= TASK REQUIREMENTS =
Rewrite each of the records below, substituting "maple leaf" for "heart-shaped leaf" and keeping everything else the same. Leave the pictures out.

(Stored data entries)
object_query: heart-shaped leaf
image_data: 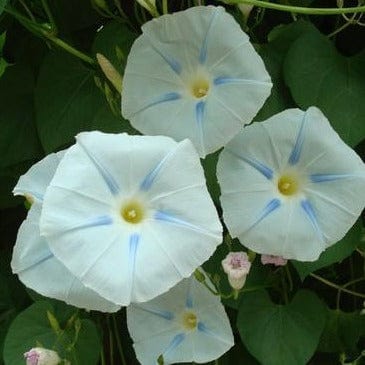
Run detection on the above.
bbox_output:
[237,290,326,365]
[284,31,365,146]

= THE SOLUTION =
object_query: maple leaf
image_data: 
Run detection on the above.
bbox_output:
[237,290,326,365]
[284,31,365,146]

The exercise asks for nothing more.